■ **Task brief**:
Starting with the line that contains "of the finger" and going on through the end of the data, switch every "planogram audit" to "shelf audit". Write out only those lines again, with nothing else changed.

■ **Exercise data**:

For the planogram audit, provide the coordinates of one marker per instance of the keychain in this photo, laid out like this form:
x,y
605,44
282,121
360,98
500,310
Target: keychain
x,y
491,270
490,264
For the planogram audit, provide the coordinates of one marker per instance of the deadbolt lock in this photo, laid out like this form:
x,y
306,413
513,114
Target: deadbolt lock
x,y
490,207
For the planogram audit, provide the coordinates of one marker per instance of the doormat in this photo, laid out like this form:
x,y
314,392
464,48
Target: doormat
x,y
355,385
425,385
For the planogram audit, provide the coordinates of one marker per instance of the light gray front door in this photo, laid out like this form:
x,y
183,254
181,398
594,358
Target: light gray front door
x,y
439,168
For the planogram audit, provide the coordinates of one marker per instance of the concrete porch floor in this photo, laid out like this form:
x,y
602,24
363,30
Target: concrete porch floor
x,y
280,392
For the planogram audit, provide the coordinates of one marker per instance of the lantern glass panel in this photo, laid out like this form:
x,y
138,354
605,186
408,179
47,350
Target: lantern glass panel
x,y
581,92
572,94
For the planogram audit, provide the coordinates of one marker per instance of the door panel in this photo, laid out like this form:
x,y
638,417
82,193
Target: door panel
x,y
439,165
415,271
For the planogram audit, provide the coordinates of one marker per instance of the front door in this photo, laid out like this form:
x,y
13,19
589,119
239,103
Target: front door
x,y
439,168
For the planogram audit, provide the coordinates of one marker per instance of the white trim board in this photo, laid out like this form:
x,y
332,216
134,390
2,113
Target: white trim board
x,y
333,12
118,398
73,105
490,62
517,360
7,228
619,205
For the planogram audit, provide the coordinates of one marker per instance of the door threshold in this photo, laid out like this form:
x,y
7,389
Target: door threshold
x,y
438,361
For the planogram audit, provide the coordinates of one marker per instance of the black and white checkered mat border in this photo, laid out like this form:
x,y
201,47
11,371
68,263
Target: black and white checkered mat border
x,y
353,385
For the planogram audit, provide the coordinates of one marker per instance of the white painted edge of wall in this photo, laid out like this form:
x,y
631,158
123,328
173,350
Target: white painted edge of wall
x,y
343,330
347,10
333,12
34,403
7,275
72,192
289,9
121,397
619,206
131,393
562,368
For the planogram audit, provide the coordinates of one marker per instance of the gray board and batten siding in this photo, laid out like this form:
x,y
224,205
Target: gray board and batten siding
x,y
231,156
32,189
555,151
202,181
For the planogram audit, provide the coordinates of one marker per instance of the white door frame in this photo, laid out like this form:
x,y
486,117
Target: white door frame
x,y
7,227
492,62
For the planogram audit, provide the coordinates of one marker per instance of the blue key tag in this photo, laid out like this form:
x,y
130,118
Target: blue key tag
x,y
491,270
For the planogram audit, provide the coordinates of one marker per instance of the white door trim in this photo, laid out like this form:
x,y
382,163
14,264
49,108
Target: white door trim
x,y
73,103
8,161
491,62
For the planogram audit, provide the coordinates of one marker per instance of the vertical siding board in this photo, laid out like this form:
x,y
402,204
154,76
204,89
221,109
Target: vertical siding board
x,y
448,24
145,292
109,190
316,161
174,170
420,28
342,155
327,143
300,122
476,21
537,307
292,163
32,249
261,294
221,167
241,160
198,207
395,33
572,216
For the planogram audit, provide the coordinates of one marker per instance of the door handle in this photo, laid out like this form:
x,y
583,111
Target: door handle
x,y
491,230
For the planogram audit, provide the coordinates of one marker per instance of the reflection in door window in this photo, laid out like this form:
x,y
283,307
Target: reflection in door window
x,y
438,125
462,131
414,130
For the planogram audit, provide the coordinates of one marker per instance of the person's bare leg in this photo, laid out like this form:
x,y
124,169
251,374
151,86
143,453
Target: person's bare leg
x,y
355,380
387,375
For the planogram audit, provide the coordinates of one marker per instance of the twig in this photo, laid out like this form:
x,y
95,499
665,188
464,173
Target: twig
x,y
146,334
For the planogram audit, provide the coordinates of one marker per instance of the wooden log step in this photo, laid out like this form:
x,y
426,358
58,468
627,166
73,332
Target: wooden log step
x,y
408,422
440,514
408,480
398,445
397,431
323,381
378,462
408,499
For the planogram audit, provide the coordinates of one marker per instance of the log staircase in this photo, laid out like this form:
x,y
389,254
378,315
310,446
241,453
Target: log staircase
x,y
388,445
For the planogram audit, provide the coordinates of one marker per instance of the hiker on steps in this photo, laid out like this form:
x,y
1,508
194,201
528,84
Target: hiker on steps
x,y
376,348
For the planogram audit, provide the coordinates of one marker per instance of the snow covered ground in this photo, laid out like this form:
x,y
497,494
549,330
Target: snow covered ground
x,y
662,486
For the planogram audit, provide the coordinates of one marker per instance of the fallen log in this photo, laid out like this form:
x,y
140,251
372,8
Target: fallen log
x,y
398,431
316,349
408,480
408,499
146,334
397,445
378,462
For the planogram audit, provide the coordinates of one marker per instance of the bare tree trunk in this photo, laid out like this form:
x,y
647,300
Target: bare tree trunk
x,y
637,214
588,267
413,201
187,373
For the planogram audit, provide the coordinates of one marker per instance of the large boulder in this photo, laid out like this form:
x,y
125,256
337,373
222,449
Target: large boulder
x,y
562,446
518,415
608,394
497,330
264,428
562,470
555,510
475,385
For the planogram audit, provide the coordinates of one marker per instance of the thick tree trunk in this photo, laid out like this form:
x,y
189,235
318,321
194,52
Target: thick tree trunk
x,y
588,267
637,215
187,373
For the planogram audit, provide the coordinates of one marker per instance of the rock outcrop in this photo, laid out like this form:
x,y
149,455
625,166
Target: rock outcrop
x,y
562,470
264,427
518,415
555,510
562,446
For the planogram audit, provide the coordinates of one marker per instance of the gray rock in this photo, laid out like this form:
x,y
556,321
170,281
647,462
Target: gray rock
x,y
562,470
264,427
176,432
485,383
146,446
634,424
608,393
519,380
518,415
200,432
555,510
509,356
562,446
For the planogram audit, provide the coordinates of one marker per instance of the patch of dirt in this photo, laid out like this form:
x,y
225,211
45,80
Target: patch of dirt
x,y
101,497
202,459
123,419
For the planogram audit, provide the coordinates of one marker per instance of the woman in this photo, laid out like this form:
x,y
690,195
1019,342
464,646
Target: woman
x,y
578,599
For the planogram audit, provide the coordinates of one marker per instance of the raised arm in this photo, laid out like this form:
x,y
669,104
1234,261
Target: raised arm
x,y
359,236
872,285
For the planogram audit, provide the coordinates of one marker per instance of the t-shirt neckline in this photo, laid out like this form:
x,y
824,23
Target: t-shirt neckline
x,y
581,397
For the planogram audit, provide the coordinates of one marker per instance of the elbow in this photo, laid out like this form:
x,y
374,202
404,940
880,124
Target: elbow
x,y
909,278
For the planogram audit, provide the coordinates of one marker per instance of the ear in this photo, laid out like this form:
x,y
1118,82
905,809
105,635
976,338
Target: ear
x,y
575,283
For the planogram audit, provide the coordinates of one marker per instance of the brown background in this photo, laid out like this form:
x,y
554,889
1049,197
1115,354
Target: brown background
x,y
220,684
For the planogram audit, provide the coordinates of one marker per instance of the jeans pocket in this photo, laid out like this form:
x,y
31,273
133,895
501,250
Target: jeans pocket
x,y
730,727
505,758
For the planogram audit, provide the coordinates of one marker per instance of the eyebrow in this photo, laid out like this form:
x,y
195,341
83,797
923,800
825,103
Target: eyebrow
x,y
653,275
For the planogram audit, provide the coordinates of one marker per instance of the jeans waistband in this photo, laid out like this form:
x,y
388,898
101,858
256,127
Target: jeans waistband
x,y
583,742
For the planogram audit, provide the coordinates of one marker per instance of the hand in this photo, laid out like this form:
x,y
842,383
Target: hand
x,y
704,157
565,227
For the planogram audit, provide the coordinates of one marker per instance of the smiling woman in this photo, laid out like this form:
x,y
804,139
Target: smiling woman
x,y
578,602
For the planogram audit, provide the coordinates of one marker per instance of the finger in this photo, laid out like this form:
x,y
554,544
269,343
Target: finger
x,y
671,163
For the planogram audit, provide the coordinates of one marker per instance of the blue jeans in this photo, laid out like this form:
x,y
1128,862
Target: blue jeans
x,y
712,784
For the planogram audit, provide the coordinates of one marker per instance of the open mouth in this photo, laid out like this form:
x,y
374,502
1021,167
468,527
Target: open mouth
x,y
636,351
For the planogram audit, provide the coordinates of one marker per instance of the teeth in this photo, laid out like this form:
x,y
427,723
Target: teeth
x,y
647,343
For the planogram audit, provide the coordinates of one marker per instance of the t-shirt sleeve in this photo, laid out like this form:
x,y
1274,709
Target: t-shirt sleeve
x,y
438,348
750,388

■ **Reply to the exercise**:
For the shelf audit, provide the coordinates of one marker per instance of the finger in this photo, laid out like this form:
x,y
554,544
269,343
Target: finger
x,y
671,163
For the shelf audit, provide the coordinates of one marker per instance of the blue jeans in this photo, laid out like this form:
x,y
1128,862
Target: blue jeans
x,y
712,784
For the shelf audit, provide the coordinates of one marker per instance of the open mouth in this photo, laid out like this form:
x,y
374,502
1021,167
468,527
Target: open mouth
x,y
636,351
For the shelf audit, provide the coordinates of one marker per instance of the teeth in this photo, laid out like this form:
x,y
427,723
Target: teeth
x,y
647,343
For the shelf audit, provide the coordinates of one marker per instance of the t-shirt sleeve in this photo, laid out like this form:
x,y
1274,709
Target: t-shirt sleeve
x,y
438,348
750,388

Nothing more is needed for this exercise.